_WORK TO DO_
Extract every line starting at the line that contains "Identify every instance of the white" and ending with the final line of the data, inclusive; give only those lines, word for word.

INFORMATION PROVIDED start

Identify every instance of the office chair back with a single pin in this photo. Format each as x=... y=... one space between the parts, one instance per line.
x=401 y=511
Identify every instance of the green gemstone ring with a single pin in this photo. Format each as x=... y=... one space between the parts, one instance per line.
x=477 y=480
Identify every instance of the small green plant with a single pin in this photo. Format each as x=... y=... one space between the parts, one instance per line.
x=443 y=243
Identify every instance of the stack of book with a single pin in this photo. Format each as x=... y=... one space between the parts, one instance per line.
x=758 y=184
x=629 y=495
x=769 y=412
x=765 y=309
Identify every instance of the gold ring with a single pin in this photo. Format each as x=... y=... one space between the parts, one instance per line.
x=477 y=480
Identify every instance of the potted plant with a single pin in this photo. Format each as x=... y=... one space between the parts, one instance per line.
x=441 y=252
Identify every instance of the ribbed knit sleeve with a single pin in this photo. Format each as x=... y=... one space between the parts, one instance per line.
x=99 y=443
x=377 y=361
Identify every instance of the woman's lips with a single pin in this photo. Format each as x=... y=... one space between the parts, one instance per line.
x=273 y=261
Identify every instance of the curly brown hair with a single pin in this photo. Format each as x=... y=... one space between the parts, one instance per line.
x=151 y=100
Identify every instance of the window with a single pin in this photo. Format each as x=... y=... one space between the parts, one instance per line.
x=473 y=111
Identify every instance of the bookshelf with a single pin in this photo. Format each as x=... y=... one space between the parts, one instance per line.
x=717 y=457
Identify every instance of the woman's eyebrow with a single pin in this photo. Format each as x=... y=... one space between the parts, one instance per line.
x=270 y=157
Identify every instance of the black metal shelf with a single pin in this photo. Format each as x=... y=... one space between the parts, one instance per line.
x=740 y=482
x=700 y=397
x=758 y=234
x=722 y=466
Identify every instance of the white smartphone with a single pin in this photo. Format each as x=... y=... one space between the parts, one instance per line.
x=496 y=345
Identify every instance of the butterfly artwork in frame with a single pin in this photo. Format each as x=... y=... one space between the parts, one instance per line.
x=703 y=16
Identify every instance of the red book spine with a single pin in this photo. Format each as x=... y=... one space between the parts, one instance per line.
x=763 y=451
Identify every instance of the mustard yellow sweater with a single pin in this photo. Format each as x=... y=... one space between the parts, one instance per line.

INFORMATION PROVIDED end

_THE SOLUTION_
Identify every instance of the white smartphone with a single pin in this photo. Format each as x=... y=... one space between the parts, one instance per line.
x=496 y=345
Identify every instance of the butterfly artwork in frame with a single pin in this photo. Format each as x=... y=... one space between the parts, one instance per line.
x=703 y=16
Identify every instance of the red book spine with a single pin in this photo. Format each as x=... y=... one space between the parts, one instance per line.
x=763 y=451
Identify every instance of the mustard yellow sweater with a single pin in this photo. Format each as x=... y=... one space between the parts, one instance per line.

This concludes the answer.